→ Information:
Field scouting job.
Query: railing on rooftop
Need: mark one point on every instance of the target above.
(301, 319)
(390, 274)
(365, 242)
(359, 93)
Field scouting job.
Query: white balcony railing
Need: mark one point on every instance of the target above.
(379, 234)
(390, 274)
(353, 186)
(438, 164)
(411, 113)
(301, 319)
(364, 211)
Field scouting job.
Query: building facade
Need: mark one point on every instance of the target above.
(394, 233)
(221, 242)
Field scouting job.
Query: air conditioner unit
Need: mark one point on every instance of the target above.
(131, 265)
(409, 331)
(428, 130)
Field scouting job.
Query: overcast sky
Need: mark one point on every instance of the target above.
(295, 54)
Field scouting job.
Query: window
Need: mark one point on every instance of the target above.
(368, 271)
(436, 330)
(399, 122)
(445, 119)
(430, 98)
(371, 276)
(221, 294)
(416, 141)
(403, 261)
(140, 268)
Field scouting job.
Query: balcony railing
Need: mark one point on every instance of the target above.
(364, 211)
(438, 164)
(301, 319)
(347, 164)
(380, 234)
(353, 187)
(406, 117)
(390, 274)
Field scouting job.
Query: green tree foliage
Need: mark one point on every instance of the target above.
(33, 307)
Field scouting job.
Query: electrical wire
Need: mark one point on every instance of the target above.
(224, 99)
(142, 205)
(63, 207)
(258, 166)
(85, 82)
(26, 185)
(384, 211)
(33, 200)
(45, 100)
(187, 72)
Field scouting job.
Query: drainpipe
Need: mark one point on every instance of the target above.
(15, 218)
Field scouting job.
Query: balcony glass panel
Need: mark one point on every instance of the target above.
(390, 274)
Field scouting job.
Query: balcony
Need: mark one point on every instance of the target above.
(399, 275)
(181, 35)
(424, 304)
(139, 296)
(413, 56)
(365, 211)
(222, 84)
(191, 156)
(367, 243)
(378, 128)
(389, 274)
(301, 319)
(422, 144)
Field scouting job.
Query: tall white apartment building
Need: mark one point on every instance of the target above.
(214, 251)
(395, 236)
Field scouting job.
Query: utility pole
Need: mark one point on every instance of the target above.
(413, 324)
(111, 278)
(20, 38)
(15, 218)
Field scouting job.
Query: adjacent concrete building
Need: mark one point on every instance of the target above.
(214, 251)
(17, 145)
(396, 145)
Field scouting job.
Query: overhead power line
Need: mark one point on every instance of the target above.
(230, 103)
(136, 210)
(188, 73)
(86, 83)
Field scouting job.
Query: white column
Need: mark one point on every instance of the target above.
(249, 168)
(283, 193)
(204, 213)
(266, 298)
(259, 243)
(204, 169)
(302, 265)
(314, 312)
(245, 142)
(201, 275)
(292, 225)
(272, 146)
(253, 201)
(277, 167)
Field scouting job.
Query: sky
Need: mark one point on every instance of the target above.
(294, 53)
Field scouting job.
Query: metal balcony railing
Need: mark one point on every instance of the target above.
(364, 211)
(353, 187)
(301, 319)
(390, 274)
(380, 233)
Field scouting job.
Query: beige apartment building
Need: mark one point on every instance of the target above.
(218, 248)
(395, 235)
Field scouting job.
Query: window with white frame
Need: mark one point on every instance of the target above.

→ Required action: Give the material again, complete and unaltered.

→ Written answer:
Field scouting job.
Query: railing on rooftop
Need: mark one point on every instance of the target above.
(301, 319)
(390, 274)
(365, 242)
(359, 93)
Field scouting job.
Query: white balcony railing
Need: mark one point on every instance of the target above.
(379, 234)
(390, 274)
(353, 186)
(438, 164)
(411, 113)
(301, 319)
(364, 211)
Field scouting job.
Query: building facade
Need: mark one point on every instance of the target above.
(394, 233)
(221, 242)
Field scouting job.
Query: air conditioner unit
Need: mark one point on every instance of the target above.
(131, 265)
(409, 331)
(428, 130)
Field scouting job.
Query: overcast sky
Need: mark one point on every instance of the target above.
(295, 54)
Field scouting job.
Query: window
Need: mark one point on every instance of the target above.
(368, 271)
(436, 330)
(399, 122)
(445, 119)
(430, 98)
(371, 276)
(221, 294)
(416, 141)
(403, 261)
(140, 268)
Field scouting job.
Query: balcony railing
Need: mark one point on every instance of the target above.
(364, 211)
(438, 164)
(301, 319)
(347, 164)
(380, 234)
(353, 187)
(406, 117)
(390, 274)
Field scouting job.
Query: green tree foliage
Need: mark one point on every instance of the target above.
(33, 307)
Field scouting job.
Query: electrical wire
Need: mark one point on every instance of the target above.
(224, 99)
(142, 205)
(63, 207)
(258, 166)
(85, 82)
(26, 185)
(384, 211)
(33, 200)
(45, 100)
(187, 72)
Field scouting job.
Query: drainpipe
Need: mark one point on every instance of the target above.
(15, 218)
Field scouting job.
Query: balcony glass panel
Need: mark one point on every instance of the target above.
(390, 274)
Field scouting job.
Query: balcony
Need: mark one point on every instance of the target above.
(399, 275)
(181, 35)
(424, 304)
(139, 296)
(413, 56)
(365, 211)
(222, 84)
(191, 156)
(367, 243)
(378, 128)
(389, 274)
(301, 319)
(422, 144)
Field scouting job.
Query: tall white apartment building
Need: mark one point on every instance of the target above.
(214, 251)
(395, 236)
Field scouting job.
Query: utility pole
Need: mark one point on every instance of the target above.
(413, 324)
(111, 278)
(20, 38)
(15, 218)
Field scouting job.
Query: adjacent concrete building
Need: mark one point on every instance of the target above.
(214, 251)
(17, 145)
(396, 145)
Field scouting job.
Query: overhead power line
Need: mark one point on every instance of the target above.
(230, 103)
(136, 210)
(188, 73)
(86, 83)
Field scouting job.
Query: white column
Need: mark one point on every instance of the target above.
(249, 168)
(283, 193)
(204, 213)
(266, 298)
(259, 243)
(204, 169)
(302, 265)
(314, 312)
(245, 142)
(201, 275)
(292, 225)
(272, 146)
(253, 201)
(277, 167)
Field scouting job.
Query: sky
Need: mark one point on every instance of the target above.
(294, 53)
Field scouting job.
Query: metal balcony railing
Need: mark one point on every instance of the target above.
(364, 211)
(353, 187)
(301, 319)
(390, 274)
(380, 233)
Field scouting job.
Query: beige apartment building
Need: mark one point on every instance of the target above.
(218, 248)
(395, 235)
Field scouting job.
Query: window with white frame
Need: mark one point on every instance of the target above.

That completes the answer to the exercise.